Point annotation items
* START *

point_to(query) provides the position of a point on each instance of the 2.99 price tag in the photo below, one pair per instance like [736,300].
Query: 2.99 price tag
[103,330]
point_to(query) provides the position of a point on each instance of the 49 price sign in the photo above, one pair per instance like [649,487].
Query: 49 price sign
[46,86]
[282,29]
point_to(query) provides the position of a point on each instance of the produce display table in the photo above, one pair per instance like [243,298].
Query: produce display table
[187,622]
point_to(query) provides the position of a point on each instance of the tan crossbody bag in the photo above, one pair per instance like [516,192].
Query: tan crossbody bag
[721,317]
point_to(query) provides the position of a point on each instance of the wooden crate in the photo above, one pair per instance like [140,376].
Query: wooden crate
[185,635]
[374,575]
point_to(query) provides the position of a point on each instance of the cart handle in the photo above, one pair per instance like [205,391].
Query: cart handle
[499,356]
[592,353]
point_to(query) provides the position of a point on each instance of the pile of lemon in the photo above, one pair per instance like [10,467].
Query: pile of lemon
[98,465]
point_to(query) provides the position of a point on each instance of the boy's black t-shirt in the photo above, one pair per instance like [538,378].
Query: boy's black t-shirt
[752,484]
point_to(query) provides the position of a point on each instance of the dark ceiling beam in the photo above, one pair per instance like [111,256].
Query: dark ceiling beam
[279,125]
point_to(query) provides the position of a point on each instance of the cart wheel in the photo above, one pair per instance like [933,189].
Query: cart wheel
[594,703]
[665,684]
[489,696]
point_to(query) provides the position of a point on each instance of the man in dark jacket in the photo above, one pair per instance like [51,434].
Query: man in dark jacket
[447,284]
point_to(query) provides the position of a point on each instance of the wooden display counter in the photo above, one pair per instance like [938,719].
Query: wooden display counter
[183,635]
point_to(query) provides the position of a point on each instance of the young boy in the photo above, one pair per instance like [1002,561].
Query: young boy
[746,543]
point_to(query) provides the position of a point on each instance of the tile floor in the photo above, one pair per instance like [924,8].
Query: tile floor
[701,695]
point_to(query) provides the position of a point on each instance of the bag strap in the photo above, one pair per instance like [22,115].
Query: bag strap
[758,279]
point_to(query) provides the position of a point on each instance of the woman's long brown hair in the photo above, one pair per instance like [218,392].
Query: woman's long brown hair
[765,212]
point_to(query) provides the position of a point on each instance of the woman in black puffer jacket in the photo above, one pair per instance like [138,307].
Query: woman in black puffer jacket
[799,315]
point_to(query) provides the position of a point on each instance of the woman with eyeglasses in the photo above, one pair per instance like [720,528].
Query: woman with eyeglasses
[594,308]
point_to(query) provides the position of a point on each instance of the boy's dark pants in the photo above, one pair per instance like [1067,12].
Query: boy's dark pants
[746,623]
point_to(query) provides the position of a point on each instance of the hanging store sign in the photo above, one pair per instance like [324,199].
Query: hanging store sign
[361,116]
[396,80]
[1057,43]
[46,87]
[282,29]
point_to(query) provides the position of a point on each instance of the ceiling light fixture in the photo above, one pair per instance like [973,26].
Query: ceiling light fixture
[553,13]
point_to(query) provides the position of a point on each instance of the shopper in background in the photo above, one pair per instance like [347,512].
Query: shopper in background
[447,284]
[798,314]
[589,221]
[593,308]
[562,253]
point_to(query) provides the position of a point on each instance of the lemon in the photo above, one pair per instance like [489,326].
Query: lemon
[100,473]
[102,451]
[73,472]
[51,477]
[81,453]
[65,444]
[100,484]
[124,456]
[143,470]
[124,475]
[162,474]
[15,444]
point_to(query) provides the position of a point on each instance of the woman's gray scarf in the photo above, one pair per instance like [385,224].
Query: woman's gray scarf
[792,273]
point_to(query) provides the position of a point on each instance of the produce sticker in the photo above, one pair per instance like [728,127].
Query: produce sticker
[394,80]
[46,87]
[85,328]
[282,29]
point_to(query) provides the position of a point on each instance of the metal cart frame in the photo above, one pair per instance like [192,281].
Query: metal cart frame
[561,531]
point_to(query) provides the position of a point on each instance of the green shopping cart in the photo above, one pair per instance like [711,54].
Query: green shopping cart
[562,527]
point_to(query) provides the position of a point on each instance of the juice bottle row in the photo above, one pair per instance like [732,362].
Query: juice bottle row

* END *

-- WHAT THE TASK ASKS --
Change "juice bottle row" to "juice bottle shelf" in the part that opens with the line containing "instance like [711,54]." and closes at the end of the items. Write out that part again, with everything else unchanged.

-- RESULT OF THIS TASK --
point_to(query) provides the position of a point on each instance of the green shopping cart in the photo above, one pair per instance like [711,54].
Query: green shopping cart
[562,527]
point_to(query) provides the position of a point on each instance of the juice bottle shelf in the photo above, one pair per instance like [732,362].
Query: juice bottle shelf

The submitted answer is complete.